• **REQUIREMENT**: Reproduce each line of the records below without any alteration.

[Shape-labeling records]
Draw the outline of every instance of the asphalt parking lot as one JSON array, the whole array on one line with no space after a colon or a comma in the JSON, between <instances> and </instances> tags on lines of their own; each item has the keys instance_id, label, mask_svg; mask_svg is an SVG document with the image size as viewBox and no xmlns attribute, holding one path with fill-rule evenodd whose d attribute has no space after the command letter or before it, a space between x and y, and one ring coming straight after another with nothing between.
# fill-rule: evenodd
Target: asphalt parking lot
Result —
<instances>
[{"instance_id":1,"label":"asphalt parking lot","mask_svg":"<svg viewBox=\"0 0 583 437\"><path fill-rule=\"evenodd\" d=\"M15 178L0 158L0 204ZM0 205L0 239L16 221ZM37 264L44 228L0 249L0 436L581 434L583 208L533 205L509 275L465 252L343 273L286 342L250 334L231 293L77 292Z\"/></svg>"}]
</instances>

• **REPLY TO THE EXERCISE**:
Draw the outline of every instance of the asphalt parking lot as one JSON array, the whole array on one line with no space after a colon or a comma in the JSON, between <instances> and </instances> tags on lines of their own; each item has the keys instance_id, label, mask_svg; mask_svg is an SVG document with the image size as viewBox and no xmlns attribute, holding one path with fill-rule evenodd whose d attribute has no space after the command letter or before it, a space between x and y, and one ring coming straight after another with nothing between.
# fill-rule: evenodd
Target: asphalt parking lot
Result —
<instances>
[{"instance_id":1,"label":"asphalt parking lot","mask_svg":"<svg viewBox=\"0 0 583 437\"><path fill-rule=\"evenodd\" d=\"M15 178L0 158L0 204ZM0 205L0 239L16 221ZM37 264L44 228L0 249L0 436L581 434L583 208L533 205L509 275L465 252L343 273L286 342L250 334L231 293L77 292Z\"/></svg>"}]
</instances>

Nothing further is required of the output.